TASK DIRECTIONS
Take the line that contains "For every instance of the grassy" and each line after it in the material below, and transcribe them exactly, stopping at the end.

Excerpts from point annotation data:
----------
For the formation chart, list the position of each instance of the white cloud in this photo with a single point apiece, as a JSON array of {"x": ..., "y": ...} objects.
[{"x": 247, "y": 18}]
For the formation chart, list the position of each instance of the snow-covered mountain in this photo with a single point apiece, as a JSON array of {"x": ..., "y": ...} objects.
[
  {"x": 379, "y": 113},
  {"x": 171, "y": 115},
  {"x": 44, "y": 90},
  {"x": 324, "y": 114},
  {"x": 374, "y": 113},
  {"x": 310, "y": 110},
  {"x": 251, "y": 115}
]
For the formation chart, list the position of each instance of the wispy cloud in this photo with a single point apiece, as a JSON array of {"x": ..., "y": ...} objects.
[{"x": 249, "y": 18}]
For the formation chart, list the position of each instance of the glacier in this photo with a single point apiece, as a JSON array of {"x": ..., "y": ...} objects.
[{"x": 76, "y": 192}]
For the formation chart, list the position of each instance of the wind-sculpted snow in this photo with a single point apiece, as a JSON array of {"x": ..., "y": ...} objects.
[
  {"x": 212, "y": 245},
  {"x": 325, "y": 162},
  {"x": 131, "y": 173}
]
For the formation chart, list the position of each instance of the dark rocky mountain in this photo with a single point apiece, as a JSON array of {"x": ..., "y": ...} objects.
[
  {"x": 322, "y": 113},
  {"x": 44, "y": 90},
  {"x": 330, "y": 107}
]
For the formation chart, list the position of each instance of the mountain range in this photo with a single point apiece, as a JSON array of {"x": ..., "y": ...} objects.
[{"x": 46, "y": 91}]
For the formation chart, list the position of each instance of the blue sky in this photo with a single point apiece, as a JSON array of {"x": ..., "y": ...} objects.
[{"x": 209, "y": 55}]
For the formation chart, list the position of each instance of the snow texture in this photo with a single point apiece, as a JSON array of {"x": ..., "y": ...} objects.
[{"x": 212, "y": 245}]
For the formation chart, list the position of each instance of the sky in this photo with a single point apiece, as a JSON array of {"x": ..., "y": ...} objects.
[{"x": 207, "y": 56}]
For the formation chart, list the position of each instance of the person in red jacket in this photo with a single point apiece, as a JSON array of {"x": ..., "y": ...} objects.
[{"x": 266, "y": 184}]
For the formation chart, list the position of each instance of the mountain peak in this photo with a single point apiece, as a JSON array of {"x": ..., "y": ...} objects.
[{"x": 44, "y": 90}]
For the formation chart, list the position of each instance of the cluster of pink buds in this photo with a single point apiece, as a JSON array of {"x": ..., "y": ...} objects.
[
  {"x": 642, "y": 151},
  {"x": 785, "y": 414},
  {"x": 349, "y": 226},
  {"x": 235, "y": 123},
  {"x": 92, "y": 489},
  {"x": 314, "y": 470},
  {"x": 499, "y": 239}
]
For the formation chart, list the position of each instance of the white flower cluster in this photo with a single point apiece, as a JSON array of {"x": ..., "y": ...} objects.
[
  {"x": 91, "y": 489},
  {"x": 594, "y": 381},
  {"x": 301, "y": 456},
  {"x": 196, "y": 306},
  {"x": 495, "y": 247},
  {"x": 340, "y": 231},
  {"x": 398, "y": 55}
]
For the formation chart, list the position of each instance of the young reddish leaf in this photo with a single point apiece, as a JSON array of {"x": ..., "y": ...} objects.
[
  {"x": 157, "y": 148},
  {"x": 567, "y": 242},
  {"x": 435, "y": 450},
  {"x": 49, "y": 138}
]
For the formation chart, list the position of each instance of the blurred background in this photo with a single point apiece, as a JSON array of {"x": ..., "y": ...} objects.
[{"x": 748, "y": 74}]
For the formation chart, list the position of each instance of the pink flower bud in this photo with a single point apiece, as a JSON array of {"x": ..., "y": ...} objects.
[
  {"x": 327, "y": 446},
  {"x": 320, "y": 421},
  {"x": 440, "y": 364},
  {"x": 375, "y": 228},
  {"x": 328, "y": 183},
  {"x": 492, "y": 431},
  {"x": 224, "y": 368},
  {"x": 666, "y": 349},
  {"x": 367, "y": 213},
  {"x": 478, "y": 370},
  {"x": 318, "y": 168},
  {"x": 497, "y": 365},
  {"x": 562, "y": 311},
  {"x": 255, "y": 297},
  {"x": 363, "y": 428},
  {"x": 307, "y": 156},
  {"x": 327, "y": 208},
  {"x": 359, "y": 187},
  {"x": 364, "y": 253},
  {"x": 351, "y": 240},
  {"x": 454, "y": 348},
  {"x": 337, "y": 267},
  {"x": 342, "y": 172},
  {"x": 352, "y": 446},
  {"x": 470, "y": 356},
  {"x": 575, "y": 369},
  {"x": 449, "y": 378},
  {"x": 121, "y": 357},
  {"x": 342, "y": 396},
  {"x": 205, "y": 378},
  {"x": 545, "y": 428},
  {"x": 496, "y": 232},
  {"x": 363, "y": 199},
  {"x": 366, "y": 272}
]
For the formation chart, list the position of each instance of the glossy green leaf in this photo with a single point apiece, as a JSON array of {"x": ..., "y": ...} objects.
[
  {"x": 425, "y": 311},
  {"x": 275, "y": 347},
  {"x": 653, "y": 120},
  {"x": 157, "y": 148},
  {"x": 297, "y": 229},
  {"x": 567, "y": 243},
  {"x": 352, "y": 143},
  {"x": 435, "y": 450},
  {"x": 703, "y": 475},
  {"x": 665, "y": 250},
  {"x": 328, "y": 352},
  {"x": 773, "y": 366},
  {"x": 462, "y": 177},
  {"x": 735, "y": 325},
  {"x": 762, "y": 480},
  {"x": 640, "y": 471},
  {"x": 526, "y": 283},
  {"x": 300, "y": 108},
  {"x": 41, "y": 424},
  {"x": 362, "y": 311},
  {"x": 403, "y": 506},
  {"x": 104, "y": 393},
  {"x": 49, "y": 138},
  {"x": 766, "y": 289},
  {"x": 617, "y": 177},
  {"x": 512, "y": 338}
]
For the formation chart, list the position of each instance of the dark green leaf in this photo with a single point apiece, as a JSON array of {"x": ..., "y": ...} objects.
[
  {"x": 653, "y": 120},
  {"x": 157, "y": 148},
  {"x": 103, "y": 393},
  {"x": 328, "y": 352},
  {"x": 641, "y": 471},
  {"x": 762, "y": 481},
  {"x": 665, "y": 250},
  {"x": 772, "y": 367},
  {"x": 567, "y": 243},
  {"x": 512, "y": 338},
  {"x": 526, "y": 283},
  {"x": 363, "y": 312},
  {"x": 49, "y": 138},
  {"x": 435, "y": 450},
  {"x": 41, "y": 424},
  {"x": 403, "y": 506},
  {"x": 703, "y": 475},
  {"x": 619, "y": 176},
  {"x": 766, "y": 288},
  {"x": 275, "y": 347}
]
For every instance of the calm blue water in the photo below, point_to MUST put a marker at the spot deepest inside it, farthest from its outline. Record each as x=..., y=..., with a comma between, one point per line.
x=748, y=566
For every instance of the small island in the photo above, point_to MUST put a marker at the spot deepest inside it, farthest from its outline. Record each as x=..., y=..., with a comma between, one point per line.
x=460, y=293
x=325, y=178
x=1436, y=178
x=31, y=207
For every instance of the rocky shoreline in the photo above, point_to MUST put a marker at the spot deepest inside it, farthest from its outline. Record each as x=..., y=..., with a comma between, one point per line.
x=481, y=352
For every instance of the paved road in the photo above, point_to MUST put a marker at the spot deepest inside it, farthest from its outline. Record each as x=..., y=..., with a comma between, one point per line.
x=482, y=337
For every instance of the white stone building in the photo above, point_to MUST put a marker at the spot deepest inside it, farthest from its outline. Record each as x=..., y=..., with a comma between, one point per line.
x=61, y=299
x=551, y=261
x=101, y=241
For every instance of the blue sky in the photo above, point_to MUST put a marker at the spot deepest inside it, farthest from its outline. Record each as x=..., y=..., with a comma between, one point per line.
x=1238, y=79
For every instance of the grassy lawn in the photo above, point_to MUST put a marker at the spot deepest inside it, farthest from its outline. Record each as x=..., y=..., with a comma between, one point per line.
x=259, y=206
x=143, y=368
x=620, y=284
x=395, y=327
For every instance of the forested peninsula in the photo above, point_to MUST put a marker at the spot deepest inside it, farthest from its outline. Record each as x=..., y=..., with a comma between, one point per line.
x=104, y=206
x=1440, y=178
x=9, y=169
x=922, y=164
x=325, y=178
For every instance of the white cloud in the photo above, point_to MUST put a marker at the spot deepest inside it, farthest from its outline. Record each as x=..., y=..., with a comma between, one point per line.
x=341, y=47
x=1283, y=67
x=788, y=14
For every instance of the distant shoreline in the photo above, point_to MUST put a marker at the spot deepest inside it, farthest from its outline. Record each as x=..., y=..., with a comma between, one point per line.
----------
THE REPLY
For every instance of the grassy lawn in the photo above, point_to MUST put a marker at the spot deepest inside it, farthest from its outline. Record each as x=..., y=..., with a comma between, one point per line.
x=259, y=206
x=143, y=368
x=620, y=284
x=395, y=327
For every instance of the forested peninsula in the photo above, point_to MUST put a marker at the spot deepest inside it, farthest from its outline. Record each as x=..., y=..., with a comma between, one point per line.
x=104, y=206
x=1440, y=178
x=9, y=169
x=922, y=164
x=325, y=178
For every instance of the white cloud in the photo above, point_to MUST put a marker at the spot deepest inside it, farthest from its outline. Record each as x=..., y=..., with a comma between, one point per line.
x=341, y=47
x=1283, y=67
x=788, y=14
For every instance of the distant shoreline in the photo above, point_to MUST put a marker at the spot deepest inside it, farthest from its outline. Record each as x=..., y=..., with a comma between, one point per line.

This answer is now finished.